■ Study material ■
____

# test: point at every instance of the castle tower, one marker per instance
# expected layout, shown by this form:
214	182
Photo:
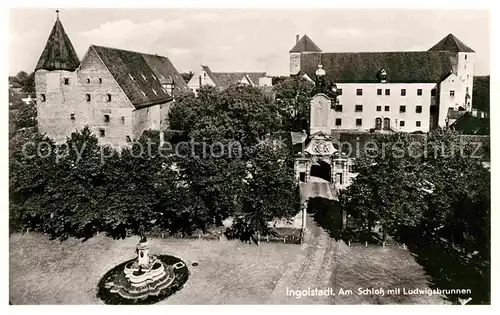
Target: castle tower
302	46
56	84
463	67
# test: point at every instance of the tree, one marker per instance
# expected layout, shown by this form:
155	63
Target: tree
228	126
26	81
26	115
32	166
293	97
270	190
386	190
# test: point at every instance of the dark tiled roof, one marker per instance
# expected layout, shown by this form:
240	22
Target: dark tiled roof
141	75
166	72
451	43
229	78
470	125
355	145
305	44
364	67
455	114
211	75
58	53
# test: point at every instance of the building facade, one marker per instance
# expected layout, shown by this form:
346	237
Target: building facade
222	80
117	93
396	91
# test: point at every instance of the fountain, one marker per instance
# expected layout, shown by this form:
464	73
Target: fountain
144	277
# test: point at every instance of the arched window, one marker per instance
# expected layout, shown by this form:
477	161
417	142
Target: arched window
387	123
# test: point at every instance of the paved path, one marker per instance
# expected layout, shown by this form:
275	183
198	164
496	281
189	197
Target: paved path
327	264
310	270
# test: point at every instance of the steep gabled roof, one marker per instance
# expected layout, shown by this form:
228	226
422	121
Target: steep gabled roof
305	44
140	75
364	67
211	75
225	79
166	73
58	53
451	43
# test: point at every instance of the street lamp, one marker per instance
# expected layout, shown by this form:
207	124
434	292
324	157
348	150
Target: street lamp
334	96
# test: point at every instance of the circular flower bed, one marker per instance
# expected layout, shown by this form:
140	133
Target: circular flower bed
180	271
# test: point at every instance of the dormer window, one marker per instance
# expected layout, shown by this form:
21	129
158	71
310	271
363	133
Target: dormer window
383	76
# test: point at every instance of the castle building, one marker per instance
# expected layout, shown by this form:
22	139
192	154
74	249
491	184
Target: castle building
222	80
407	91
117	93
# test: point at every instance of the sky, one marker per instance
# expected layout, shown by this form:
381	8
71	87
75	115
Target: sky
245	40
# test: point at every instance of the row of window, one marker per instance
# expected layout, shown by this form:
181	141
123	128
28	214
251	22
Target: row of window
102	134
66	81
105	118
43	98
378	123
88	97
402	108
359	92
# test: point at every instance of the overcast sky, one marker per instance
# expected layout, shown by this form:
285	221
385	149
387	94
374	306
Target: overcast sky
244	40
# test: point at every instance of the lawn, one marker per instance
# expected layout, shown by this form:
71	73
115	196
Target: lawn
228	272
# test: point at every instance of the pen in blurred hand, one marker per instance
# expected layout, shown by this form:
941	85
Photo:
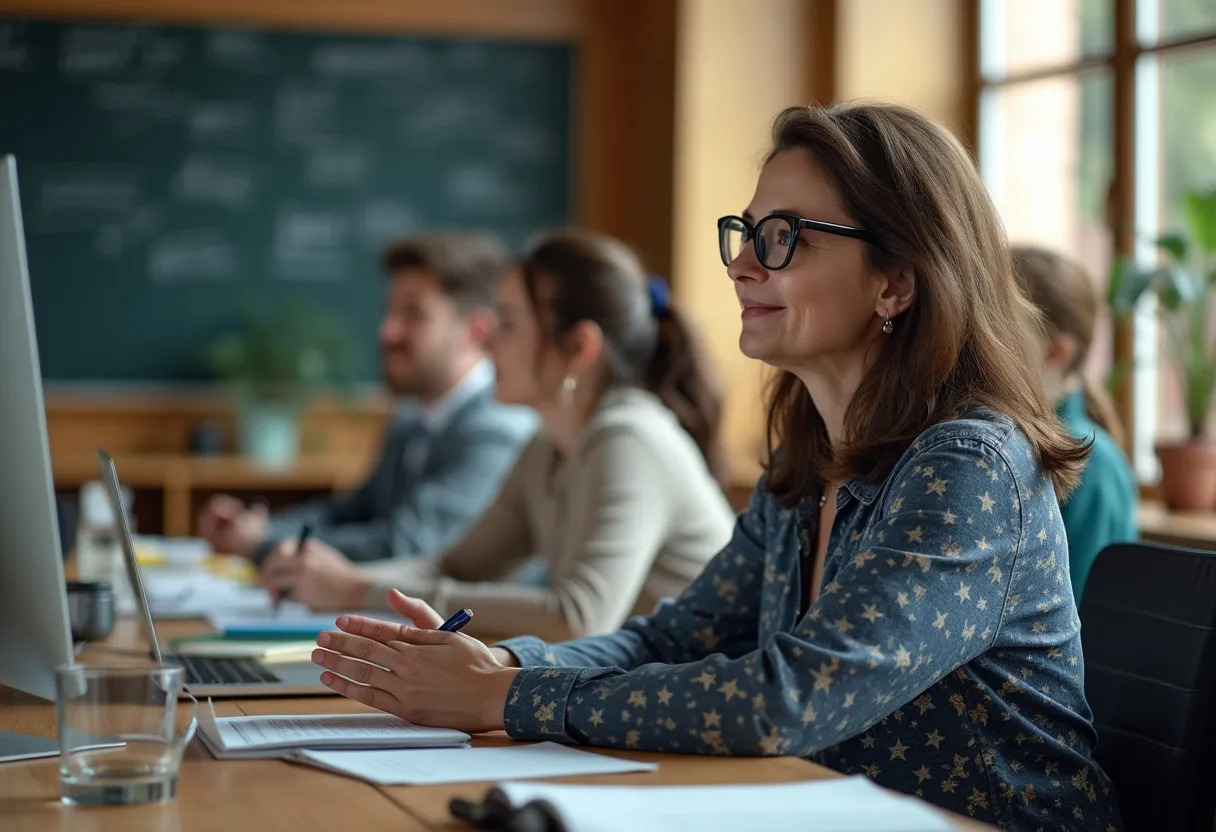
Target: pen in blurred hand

____

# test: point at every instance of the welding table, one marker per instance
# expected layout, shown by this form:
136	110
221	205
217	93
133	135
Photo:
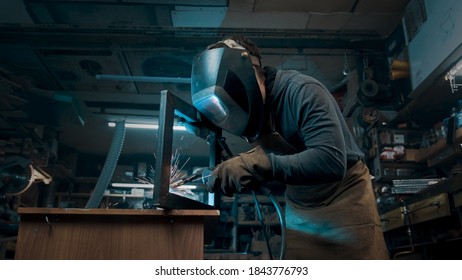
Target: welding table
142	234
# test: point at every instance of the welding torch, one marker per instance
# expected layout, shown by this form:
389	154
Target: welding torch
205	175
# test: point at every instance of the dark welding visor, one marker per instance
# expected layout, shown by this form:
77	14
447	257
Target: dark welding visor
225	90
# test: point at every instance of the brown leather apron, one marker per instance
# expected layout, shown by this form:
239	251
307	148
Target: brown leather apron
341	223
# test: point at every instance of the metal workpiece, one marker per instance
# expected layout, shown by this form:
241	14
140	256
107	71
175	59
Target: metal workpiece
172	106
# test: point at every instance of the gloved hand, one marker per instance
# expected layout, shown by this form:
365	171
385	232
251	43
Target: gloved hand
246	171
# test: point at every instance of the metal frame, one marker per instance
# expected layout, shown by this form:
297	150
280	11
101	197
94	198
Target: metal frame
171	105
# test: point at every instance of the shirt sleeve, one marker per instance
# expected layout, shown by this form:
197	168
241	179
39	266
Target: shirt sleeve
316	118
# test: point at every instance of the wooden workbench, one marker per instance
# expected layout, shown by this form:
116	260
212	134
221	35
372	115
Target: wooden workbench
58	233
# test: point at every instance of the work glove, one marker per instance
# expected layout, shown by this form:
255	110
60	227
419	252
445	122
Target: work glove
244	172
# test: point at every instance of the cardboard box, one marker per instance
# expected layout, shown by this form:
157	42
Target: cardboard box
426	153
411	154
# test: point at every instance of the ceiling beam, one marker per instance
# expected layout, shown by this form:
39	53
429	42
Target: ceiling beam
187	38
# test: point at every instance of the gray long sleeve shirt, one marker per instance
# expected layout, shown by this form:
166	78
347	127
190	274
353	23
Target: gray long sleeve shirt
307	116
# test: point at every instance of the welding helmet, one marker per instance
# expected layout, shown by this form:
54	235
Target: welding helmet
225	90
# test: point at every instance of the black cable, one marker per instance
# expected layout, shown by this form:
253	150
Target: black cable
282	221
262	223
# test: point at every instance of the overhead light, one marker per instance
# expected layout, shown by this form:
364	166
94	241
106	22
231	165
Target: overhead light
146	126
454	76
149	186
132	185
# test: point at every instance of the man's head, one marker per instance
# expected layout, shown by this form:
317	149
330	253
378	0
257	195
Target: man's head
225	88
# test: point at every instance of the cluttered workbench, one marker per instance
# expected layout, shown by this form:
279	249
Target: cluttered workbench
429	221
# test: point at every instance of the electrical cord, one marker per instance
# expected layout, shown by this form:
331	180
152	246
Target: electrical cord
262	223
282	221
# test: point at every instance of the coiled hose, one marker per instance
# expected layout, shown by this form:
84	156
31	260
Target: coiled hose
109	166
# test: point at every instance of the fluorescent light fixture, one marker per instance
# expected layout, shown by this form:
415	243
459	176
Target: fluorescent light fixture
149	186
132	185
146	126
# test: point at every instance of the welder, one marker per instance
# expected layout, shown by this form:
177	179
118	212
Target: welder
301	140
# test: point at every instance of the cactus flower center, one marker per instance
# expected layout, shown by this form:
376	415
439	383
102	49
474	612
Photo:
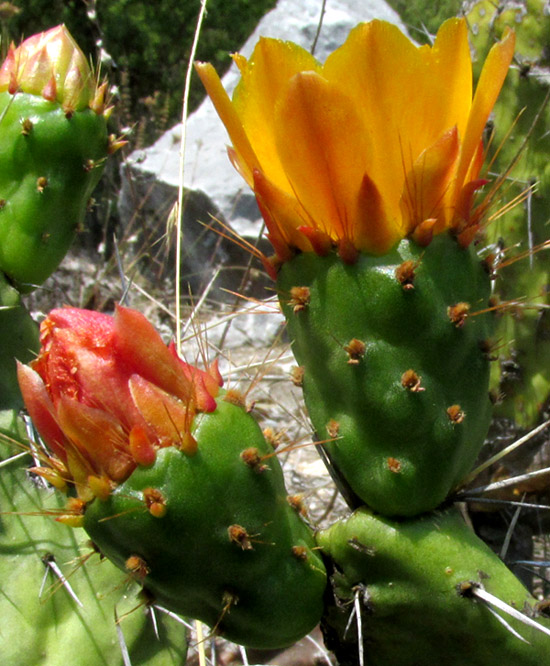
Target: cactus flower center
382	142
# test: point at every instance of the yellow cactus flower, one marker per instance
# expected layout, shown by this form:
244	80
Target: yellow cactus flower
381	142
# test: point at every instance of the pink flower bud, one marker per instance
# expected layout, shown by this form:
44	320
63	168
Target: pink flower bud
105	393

____

■ Problem details ■
Only the lines holding the word "blurred" belong in the answer; copy them from the listing above.

■ Output below ■
# test: point at every instance of the pen in blurred hand, one marker per instance
Target: pen in blurred hand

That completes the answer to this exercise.